**Supplied passage:**
◆ ◆ ◆ ◆ ◆ ◆ ◆
2. On 8 April 2022 the Appellant testified in mitigation of the sentence and Magistrate imposed the effective sentence of accumulative 15 years direct imprisonment.
3. On or about 3 July 2023 the Applicant brought an application for Leave to Appeal against both the conviction and sentences imposed together with an Application for Condonation for the late filing of the application pursuant to the fact that the transcribed record of the proceedings could not be located timeously before the Magistrate Mr Cook. The application was summarily dismissed.
4. The Appellant then petitioned the High Court of South Africa, Gauteng Division, Pretoria and on 14 May 2024 the Honourable Madam Justice Sasson and the Honourable Madam Justice Matthys AJ granted the petition in terms of which the Appellant's application for Leave to Appeal against conviction and Sentence was granted.
◆ ◆ ◆ ◆ ◆ ◆ ◆
**Challenge 1:** Update the records from the line containing "of the black" through the end of the records, putting "shelf audit" wherever "planogram log" appears and changing nothing else. Return only those lines.

**Source data:**
◆ ◆ ◆ ◆ ◆ ◆ ◆
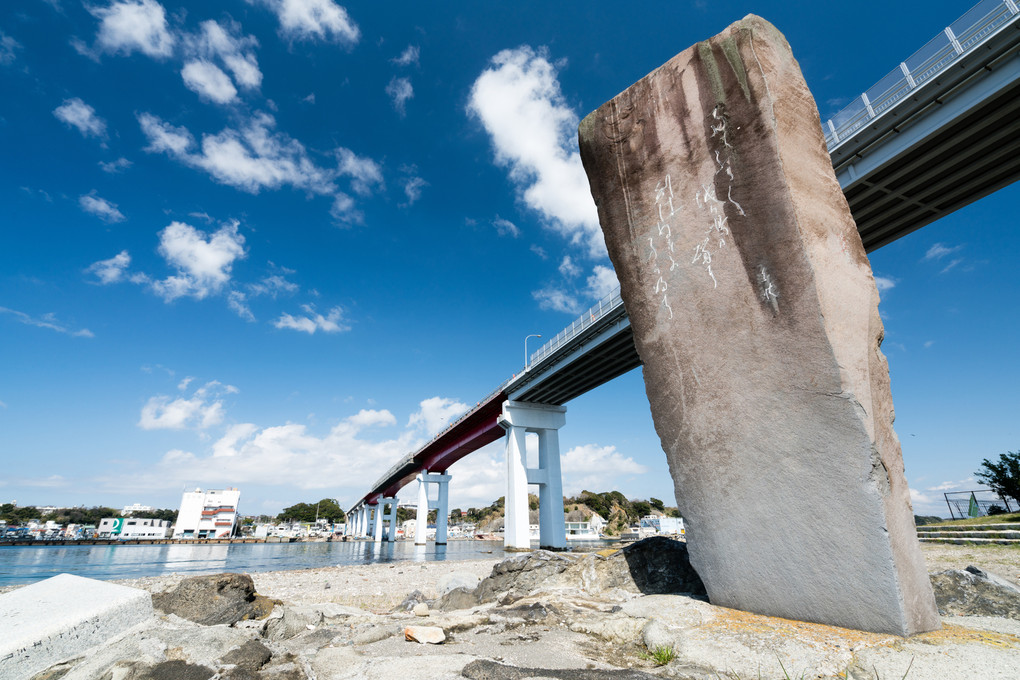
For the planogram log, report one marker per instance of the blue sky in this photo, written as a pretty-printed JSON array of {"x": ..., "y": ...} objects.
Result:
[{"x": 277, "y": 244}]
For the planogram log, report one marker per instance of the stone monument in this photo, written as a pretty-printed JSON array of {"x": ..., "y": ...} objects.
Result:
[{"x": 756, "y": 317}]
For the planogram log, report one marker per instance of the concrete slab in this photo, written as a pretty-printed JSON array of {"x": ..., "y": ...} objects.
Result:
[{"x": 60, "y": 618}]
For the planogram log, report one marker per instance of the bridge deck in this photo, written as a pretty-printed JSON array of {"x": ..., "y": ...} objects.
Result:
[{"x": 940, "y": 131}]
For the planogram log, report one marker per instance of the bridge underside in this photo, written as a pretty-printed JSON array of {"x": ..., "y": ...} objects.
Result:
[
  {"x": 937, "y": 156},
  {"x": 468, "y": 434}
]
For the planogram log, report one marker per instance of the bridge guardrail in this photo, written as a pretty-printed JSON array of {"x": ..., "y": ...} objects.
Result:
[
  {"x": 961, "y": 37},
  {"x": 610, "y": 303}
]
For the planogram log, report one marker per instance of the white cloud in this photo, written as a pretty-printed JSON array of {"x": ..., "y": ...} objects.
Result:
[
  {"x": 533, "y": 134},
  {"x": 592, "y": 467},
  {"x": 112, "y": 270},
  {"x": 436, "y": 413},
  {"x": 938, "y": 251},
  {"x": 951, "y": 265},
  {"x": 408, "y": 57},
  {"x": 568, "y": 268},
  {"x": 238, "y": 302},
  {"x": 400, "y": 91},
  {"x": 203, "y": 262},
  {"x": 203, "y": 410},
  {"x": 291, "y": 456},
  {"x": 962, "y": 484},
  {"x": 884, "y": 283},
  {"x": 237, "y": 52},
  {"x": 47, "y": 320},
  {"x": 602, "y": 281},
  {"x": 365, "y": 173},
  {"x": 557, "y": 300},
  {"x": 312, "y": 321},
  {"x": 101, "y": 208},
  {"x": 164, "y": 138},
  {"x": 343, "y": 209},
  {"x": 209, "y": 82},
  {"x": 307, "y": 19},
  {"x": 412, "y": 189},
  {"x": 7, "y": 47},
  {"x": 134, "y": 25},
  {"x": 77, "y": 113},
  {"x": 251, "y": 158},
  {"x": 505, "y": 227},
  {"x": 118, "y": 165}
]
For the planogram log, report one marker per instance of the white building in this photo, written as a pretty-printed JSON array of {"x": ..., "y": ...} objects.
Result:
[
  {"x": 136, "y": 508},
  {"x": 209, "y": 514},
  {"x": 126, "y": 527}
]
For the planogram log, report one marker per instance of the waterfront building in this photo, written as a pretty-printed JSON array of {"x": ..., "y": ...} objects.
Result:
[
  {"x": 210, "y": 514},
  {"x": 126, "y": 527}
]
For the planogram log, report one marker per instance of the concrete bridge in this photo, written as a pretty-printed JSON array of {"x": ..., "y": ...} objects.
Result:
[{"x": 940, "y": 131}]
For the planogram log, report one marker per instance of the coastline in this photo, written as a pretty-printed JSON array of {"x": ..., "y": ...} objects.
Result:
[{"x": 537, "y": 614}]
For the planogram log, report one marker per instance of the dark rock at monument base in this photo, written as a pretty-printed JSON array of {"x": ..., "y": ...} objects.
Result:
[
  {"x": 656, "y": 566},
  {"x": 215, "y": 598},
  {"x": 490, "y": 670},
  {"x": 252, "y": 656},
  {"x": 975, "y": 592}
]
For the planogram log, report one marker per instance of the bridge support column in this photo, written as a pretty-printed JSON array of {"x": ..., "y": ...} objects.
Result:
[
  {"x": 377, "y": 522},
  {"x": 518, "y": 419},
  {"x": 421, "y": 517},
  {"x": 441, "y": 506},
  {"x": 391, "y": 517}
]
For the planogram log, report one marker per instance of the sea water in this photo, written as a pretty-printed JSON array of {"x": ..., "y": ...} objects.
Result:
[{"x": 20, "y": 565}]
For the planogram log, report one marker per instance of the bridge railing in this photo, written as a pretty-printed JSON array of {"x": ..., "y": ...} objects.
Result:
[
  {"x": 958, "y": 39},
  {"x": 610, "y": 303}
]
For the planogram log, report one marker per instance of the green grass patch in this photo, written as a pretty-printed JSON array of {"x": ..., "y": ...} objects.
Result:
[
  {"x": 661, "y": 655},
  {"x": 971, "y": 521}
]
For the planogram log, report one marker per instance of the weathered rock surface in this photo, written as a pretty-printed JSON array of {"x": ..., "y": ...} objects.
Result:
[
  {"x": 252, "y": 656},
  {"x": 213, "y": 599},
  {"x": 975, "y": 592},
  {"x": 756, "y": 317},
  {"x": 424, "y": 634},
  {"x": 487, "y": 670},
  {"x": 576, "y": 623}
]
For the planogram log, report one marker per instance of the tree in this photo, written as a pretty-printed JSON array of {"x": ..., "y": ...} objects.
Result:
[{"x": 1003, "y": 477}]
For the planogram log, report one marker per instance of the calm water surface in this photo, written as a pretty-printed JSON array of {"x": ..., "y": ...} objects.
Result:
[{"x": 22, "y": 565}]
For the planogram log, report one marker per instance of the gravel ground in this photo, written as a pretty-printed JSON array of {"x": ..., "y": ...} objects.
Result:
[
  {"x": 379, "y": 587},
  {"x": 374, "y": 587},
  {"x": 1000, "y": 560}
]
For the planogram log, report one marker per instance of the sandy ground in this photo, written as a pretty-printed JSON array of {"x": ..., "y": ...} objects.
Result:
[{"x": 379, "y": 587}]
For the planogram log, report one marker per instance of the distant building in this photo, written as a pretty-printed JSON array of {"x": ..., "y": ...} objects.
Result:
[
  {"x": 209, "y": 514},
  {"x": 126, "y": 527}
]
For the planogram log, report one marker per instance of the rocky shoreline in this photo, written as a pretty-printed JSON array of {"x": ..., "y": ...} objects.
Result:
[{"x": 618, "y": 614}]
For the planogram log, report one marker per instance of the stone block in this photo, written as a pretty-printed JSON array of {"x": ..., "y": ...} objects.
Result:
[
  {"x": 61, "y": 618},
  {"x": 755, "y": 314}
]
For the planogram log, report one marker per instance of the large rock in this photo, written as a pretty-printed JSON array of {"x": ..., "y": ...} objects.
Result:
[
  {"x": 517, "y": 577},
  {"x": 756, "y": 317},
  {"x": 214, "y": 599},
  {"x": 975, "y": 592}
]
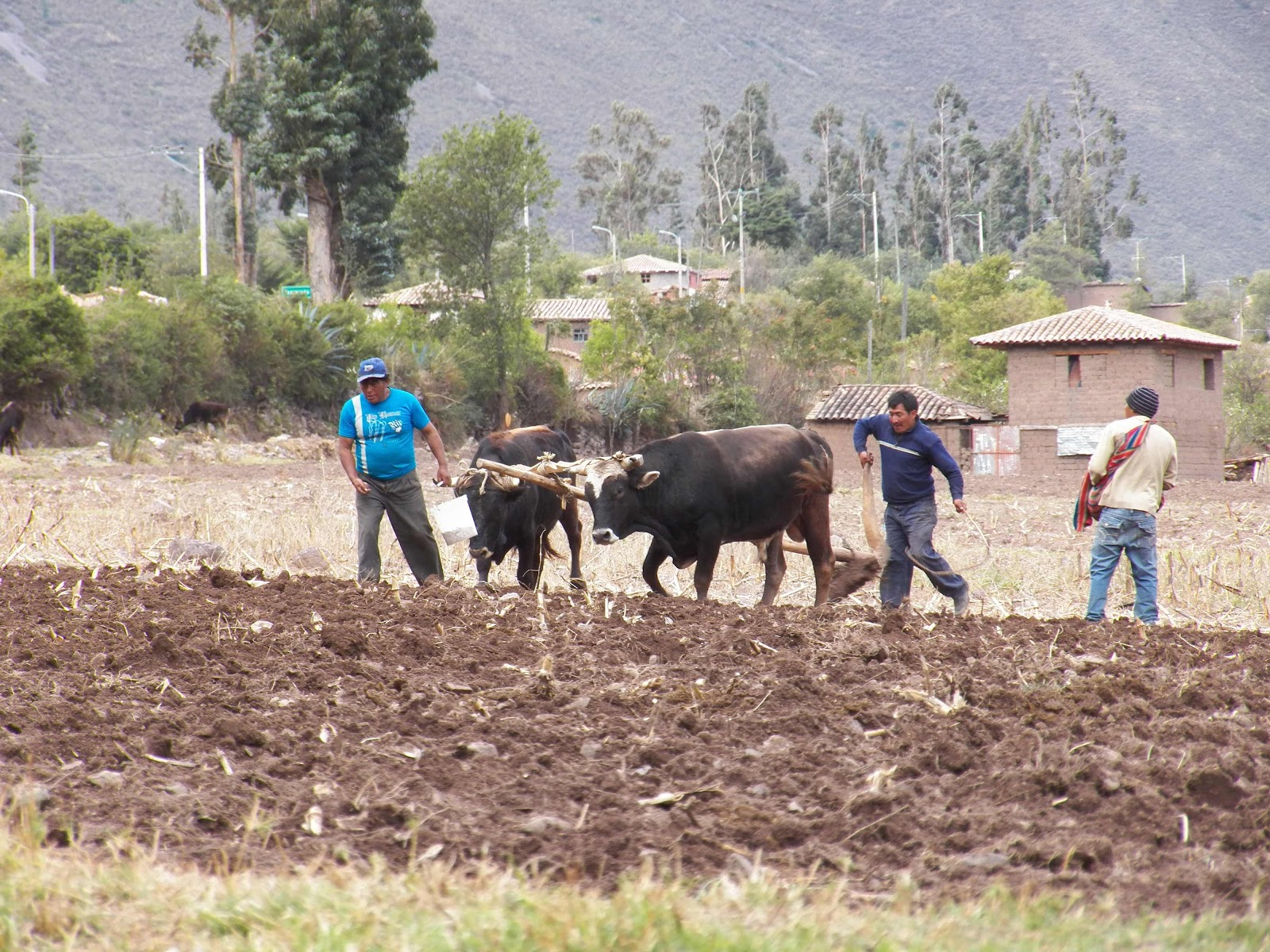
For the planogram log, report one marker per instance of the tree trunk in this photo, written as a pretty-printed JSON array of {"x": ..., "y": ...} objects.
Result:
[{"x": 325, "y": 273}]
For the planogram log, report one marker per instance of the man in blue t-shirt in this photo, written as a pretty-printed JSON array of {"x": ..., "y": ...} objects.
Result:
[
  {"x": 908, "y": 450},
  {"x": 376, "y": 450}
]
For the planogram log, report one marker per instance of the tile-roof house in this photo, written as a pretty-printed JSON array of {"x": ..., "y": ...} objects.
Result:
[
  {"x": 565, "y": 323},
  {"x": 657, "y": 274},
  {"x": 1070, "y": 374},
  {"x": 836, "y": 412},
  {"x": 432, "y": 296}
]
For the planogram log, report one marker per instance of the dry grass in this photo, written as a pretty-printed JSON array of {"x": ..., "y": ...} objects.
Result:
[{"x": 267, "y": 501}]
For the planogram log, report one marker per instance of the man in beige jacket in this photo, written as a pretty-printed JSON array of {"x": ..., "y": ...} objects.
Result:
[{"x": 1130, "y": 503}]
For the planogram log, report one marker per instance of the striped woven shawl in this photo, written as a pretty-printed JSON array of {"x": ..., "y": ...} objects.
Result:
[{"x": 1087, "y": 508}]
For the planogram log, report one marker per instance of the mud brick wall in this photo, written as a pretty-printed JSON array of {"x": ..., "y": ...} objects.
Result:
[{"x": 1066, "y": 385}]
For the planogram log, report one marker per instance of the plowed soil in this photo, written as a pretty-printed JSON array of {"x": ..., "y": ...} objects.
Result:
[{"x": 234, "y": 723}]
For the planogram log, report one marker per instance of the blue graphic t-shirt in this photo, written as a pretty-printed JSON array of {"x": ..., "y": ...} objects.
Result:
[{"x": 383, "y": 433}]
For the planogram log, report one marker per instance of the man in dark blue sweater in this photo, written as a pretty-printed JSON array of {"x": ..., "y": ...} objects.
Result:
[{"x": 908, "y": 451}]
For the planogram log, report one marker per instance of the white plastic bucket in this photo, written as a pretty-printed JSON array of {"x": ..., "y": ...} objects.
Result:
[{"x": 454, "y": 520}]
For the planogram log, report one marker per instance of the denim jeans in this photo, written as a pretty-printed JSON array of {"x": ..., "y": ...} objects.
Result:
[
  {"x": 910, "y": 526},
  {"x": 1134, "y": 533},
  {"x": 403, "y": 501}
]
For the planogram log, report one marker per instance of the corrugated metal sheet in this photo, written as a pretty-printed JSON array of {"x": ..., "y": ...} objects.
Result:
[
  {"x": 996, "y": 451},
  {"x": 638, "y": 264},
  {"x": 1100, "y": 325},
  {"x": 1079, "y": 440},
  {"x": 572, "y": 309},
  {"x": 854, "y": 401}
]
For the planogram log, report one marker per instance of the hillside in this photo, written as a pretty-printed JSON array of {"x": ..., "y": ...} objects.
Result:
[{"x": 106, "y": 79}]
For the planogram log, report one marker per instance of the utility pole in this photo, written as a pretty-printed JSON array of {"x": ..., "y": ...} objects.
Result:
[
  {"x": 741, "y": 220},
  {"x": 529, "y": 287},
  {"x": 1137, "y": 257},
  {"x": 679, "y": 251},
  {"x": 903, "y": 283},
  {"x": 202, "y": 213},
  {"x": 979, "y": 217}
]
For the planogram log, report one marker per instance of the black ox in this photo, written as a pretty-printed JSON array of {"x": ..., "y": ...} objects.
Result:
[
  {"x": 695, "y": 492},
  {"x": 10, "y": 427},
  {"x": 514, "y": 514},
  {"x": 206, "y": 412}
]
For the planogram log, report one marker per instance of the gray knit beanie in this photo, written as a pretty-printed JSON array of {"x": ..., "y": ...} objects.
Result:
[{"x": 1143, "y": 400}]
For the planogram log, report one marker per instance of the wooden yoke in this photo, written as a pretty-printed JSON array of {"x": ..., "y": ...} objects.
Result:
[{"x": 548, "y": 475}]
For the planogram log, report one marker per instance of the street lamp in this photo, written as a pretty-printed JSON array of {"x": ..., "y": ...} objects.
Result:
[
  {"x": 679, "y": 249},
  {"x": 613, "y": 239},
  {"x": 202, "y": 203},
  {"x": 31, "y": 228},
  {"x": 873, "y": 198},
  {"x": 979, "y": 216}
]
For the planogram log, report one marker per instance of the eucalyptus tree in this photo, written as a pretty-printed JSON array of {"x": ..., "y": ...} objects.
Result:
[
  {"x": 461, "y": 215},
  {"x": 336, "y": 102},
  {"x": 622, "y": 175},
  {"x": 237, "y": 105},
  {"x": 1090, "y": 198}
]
◆ ◆ ◆ ◆ ◆ ◆ ◆
**Challenge 2:** Repeat the passage from the appeal ruling word for word, beginning at the words "2. On 8 April" and stopping after "years direct imprisonment.".

**Expected answer 1:**
For the shelf audit, report one marker per instance of the black ox in this photo, written as a pretty-printed JSON array of {"x": ..., "y": ...} objects.
Result:
[
  {"x": 695, "y": 492},
  {"x": 10, "y": 427},
  {"x": 514, "y": 514},
  {"x": 206, "y": 412}
]
For the shelf audit, report one marker per instance of the gray knit beanie in this photo, written as a pretty-printed JSON array of {"x": ..., "y": ...} objects.
Result:
[{"x": 1143, "y": 400}]
For the shelf audit, report one marker per instance of the wooden yoke in this photo, written as a pretty-printed JSON array of {"x": ..., "y": ...} objects.
Result:
[{"x": 548, "y": 475}]
For the shelf audit, report one marker per instance of the street lamp in this photo, written as a pretty-printed JSON array of {"x": ..., "y": ...} objects.
Result:
[
  {"x": 679, "y": 249},
  {"x": 613, "y": 239},
  {"x": 202, "y": 203},
  {"x": 31, "y": 228},
  {"x": 873, "y": 198},
  {"x": 979, "y": 216}
]
For the shelf audit, report one marker per instance of the eucalyptus tree in this photo, written as a pretty-printed JSON array of {"x": ..., "y": ...} objects.
Result:
[
  {"x": 461, "y": 215},
  {"x": 336, "y": 102},
  {"x": 622, "y": 175},
  {"x": 237, "y": 105},
  {"x": 1090, "y": 198}
]

**Expected answer 2:**
2. On 8 April 2022 the Appellant testified in mitigation of the sentence and Magistrate imposed the effective sentence of accumulative 15 years direct imprisonment.